Tuesday, November 29, 2011

the legend of sleepy hollow

i've heard this day was coming...ever since that february morning in 2000, when the ultrasound tech said "it's a boy!"...people told me, prepared me, warned me.

the part they all left out was that it literally happens overnight. or overday. i sent my 11 year-old son off to school with a mid-morning snack and a sensible lunch. he returned home, famished and near to death, and proceeded to eat me out of house and home.

this is not a joke. the eating!!!! hollow legs are real, i have a testimony of that.

and just when i thought i could count on my firstborn to manage the saturday morning cereal extravaganza--while i got a few more zzz's--he started...sleeping in?! since when did a child of mine appreciate snoozing past sunrise?

it's going to happen to you one day, ya know. the legend of sleepy hollow...

Tuesday, November 15, 2011

in the mirror

I've never been one to look at my reflection in the mirror and gasp in horror. I'm fine with my appearance for the most part. I mean, I wouldn't mind a little lift, tuck or shot of botox just for fun, but I'm certainly comfortable with who I am physically (well aside from my normal pregnancy freakouts about the amount of LBS I've put on)...Today, however, as I glanced at myself while washing my hands I had the strangest feeling. Not one of "who are you?", or "You need some fixin up.", but one of "DANG, you are a MOM!". I know, it's a little bit late for that revelation, and maybe it's my hormones talking as I'm gearing up to birth my fourth child. I just can't shake the thought that I. AM. A. MOM.
                                                                     ...what the heck?
Also, lately when my children are calling for me or talking to me or expecting motherly things out of me...I have been so caught off guard. Like maybe there is someone standing behind me they are talking to, or they have mistaken me for another woman, or I am in a wicked time zone and everyone around me has everything all wrong and that in fact I'm not a mom
 ...just a girl who needs a mothers love too.

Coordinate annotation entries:
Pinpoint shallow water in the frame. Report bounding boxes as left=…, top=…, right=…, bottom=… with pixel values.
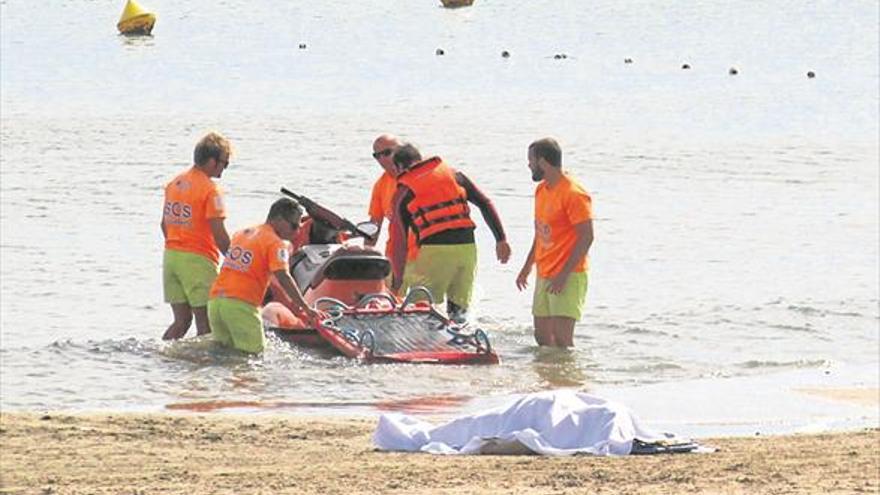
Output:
left=0, top=0, right=880, bottom=411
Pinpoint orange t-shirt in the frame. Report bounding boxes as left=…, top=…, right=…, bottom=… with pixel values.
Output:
left=210, top=223, right=290, bottom=306
left=367, top=172, right=419, bottom=261
left=535, top=175, right=593, bottom=278
left=162, top=167, right=226, bottom=263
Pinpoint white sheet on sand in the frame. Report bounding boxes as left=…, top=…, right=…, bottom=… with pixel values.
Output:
left=373, top=390, right=665, bottom=455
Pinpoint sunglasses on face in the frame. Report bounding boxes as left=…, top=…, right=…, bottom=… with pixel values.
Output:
left=373, top=148, right=391, bottom=160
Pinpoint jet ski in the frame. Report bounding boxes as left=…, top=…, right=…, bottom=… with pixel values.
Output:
left=262, top=188, right=500, bottom=364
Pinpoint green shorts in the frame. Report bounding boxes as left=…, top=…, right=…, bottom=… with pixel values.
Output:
left=532, top=272, right=589, bottom=321
left=403, top=244, right=477, bottom=309
left=208, top=297, right=266, bottom=353
left=162, top=249, right=218, bottom=308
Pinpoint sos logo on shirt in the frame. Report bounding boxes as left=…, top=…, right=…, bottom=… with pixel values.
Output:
left=164, top=201, right=192, bottom=220
left=223, top=246, right=254, bottom=272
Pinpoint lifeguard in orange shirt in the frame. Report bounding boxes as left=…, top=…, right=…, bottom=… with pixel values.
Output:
left=162, top=132, right=232, bottom=340
left=516, top=138, right=593, bottom=347
left=208, top=198, right=326, bottom=353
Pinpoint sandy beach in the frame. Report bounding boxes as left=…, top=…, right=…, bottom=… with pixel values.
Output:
left=0, top=413, right=880, bottom=494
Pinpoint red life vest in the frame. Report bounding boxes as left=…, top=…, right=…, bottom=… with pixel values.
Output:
left=397, top=156, right=476, bottom=242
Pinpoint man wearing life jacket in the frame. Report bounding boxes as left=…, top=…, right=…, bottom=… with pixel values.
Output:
left=364, top=134, right=419, bottom=271
left=516, top=138, right=593, bottom=347
left=162, top=132, right=232, bottom=340
left=208, top=198, right=326, bottom=353
left=390, top=144, right=510, bottom=321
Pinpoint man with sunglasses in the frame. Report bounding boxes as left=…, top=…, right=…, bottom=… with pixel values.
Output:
left=161, top=132, right=232, bottom=340
left=208, top=198, right=326, bottom=353
left=365, top=134, right=419, bottom=280
left=389, top=144, right=510, bottom=323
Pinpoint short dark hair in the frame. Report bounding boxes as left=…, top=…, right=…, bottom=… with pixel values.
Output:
left=193, top=132, right=232, bottom=165
left=391, top=143, right=422, bottom=170
left=529, top=138, right=562, bottom=168
left=266, top=198, right=303, bottom=223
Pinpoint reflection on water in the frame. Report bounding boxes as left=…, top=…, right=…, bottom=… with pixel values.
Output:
left=0, top=0, right=880, bottom=409
left=532, top=347, right=589, bottom=390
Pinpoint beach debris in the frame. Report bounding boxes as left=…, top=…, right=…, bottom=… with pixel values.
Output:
left=440, top=0, right=474, bottom=9
left=116, top=0, right=156, bottom=36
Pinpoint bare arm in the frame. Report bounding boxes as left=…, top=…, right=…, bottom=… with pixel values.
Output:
left=516, top=237, right=536, bottom=290
left=210, top=218, right=229, bottom=254
left=364, top=217, right=385, bottom=247
left=272, top=270, right=326, bottom=320
left=547, top=220, right=593, bottom=294
left=455, top=172, right=510, bottom=264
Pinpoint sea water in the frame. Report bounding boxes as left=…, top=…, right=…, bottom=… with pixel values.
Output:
left=0, top=0, right=880, bottom=430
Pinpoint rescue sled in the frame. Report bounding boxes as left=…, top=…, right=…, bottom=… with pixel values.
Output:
left=262, top=188, right=499, bottom=364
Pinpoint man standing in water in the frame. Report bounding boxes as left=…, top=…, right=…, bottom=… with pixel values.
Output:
left=390, top=144, right=510, bottom=322
left=208, top=198, right=326, bottom=353
left=365, top=134, right=419, bottom=266
left=162, top=132, right=232, bottom=340
left=516, top=138, right=593, bottom=347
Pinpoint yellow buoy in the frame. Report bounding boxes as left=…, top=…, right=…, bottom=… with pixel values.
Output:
left=116, top=0, right=156, bottom=34
left=440, top=0, right=474, bottom=9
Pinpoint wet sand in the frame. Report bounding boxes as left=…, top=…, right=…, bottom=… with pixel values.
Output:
left=0, top=413, right=880, bottom=495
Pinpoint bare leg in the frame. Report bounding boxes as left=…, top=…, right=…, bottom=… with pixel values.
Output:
left=548, top=316, right=575, bottom=347
left=193, top=306, right=211, bottom=335
left=535, top=316, right=556, bottom=346
left=162, top=303, right=192, bottom=340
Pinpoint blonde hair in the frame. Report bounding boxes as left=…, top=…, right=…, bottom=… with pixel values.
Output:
left=193, top=131, right=232, bottom=165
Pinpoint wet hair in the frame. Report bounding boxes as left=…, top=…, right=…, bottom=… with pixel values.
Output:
left=266, top=198, right=302, bottom=223
left=193, top=132, right=232, bottom=165
left=529, top=138, right=562, bottom=168
left=391, top=143, right=422, bottom=170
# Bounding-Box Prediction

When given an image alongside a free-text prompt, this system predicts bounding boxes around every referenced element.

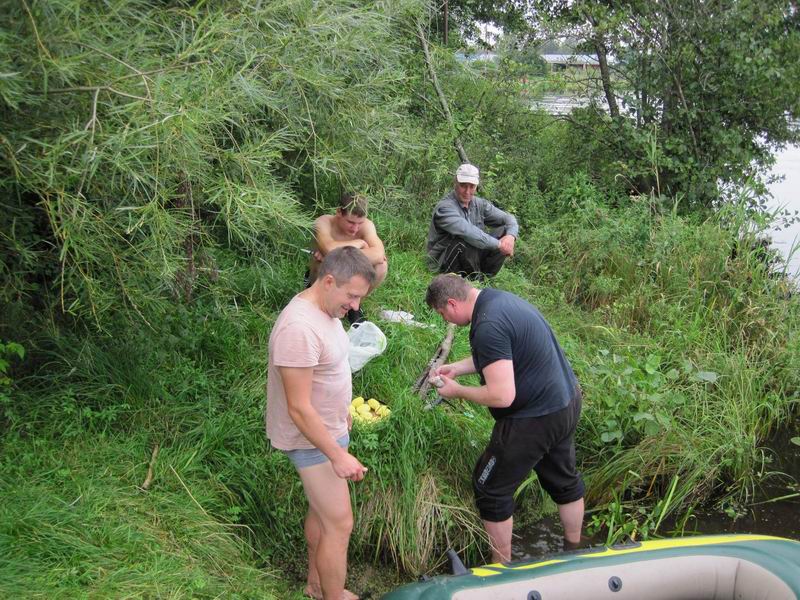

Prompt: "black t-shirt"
[469,289,578,419]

Objectives:
1. Translate this sentence from the parenting blog entries into Spanish: "I'm fine with my appearance for the most part."
2. In the parenting blog entries, switch "school" to "camp" and write out the passage starting with "i've heard this" and going on through "testimony of that.".
3. Resume the parenting blog entries after their final sentence.

Outputs:
1. En general, estoy conforme con mi apariencia.

2.
i've heard this day was coming...ever since that february morning in 2000, when the ultrasound tech said "it's a boy!"...people told me, prepared me, warned me.

the part they all left out was that it literally happens overnight. or overday. i sent my 11 year-old son off to camp with a mid-morning snack and a sensible lunch. he returned home, famished and near to death, and proceeded to eat me out of house and home.

this is not a joke. the eating!!!! hollow legs are real, i have a testimony of that.

3.
Maybe the true feelings here are those of a young girl, who just went along with life, grew into a woman and somehow is trying her best to fill the shoes of a mom she didn't ever expect to be. I feel like motherhood, for me at least, is just something that happened...and keeps happening. As I look into these little faces who call me mom I can't help but think of how undeserving I feel to have them bless my life. Grateful for their presence for sure and for the lessons they teach me everyday. Somewhat scared that I see "little Sunnys" in them, and somewhat relieved, as I look at my reflection through their eyes and not through my own, I understand that yes, yes you do deserve them and
...YOU ARE A MOM!


Friday, November 11, 2011

Inspirational Time Out

Last weekend I took some time off with a friend of mine to go to Time Out for Women. We had a great time without kids or husbands or work of any kind!

We had a blast in out plush hotel room and got to eat at Joe's Crab Shack...and take our time!!!! (when I take my 2yr old out to eat, I feel like the faster I eat the less crazy he will get)

But the best part was listening to the speakers and hearing the inspiring music.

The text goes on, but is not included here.